What you need to do: From the records below, return every line containing the word "soldier".

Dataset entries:

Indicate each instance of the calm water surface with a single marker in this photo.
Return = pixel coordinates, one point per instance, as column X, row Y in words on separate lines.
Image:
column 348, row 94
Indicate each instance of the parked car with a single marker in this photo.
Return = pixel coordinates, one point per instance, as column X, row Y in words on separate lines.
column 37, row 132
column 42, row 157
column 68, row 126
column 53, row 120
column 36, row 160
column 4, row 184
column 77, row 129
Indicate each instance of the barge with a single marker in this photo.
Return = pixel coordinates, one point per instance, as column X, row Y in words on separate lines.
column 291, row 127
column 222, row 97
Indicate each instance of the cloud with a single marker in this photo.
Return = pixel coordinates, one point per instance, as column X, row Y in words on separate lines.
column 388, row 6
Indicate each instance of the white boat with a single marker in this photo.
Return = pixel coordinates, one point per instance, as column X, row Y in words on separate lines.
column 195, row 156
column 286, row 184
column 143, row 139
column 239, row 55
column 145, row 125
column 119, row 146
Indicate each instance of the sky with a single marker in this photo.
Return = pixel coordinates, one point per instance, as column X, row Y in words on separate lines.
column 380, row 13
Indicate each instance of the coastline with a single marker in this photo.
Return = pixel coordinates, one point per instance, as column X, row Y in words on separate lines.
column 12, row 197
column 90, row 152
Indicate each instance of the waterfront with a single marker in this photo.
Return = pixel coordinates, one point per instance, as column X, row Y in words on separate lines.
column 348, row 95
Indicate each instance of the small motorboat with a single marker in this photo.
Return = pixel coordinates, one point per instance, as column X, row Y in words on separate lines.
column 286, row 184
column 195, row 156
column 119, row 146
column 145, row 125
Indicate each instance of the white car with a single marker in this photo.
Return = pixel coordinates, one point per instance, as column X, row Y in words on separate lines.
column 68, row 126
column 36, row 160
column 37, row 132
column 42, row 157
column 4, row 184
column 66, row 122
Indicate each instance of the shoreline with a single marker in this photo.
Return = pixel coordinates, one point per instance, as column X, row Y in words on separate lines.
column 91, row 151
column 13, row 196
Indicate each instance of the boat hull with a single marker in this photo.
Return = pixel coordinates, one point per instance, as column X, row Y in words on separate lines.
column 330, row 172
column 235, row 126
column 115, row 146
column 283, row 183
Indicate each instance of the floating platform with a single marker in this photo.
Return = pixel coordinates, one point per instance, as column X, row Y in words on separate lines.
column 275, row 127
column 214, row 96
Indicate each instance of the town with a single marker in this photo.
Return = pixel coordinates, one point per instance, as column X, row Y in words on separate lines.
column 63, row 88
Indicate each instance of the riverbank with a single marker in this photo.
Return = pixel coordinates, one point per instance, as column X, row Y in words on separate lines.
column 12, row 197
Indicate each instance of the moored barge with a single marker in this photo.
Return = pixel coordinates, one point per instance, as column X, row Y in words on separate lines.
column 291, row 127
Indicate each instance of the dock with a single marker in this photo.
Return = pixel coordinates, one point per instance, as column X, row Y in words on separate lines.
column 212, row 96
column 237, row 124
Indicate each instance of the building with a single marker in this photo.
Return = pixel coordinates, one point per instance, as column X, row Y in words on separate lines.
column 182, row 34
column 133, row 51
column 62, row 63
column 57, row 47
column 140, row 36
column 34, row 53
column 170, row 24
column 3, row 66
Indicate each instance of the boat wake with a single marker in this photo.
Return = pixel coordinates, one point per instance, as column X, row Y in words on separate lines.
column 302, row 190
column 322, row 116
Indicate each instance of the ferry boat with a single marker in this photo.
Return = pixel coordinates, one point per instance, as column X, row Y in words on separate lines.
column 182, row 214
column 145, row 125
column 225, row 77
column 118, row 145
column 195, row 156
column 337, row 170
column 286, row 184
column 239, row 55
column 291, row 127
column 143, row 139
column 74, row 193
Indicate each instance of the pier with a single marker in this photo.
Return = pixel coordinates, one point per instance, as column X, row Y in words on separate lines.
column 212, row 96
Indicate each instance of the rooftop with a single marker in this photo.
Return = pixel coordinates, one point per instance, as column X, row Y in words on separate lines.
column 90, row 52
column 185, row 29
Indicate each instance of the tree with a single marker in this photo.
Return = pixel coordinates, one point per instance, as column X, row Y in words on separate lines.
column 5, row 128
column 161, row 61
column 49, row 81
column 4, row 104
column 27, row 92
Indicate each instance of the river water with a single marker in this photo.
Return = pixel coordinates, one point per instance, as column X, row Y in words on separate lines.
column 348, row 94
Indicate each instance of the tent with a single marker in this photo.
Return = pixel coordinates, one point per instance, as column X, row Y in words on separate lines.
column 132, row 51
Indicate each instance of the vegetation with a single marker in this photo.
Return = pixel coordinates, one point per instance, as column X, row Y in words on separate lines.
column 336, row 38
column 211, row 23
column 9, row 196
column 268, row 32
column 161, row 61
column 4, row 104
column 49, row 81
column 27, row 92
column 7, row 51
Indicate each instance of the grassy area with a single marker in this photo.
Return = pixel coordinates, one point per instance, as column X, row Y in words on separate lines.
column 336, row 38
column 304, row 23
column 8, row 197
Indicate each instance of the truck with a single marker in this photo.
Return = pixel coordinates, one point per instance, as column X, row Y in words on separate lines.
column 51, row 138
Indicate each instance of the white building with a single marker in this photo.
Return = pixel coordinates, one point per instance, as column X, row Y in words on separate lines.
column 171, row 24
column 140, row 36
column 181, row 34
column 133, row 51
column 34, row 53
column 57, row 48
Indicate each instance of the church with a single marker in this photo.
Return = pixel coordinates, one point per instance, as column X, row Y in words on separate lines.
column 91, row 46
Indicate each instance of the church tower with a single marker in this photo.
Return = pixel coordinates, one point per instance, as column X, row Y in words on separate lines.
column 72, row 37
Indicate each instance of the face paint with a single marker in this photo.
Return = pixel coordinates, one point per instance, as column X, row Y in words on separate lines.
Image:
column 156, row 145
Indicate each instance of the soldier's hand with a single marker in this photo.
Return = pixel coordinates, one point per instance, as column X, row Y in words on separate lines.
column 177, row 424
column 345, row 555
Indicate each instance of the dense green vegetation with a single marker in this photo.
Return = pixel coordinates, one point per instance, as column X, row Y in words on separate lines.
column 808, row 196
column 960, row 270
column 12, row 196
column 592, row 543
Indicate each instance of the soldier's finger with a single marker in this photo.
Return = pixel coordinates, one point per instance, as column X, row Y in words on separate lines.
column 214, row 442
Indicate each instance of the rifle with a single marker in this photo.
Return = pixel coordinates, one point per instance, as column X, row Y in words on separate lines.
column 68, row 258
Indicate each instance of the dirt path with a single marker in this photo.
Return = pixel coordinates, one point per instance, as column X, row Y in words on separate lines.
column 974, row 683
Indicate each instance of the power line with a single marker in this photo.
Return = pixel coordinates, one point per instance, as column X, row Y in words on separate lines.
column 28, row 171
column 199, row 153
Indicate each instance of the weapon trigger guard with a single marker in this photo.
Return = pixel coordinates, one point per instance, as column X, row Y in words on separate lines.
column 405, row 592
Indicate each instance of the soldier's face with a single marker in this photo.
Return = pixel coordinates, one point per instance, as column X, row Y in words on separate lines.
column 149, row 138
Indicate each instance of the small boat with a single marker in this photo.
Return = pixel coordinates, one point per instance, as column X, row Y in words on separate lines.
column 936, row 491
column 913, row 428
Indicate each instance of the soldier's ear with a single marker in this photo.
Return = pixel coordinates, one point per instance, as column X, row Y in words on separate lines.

Written reply:
Indicate each instance of the soldier's hand with a single marker in this photo.
Indicate each instance of the soldier's finger with a single marker in this photo.
Indicate each instance of the soldier's face with a single marker in this photo.
Indicate each instance of the soldier's ear with a single marker in this photo.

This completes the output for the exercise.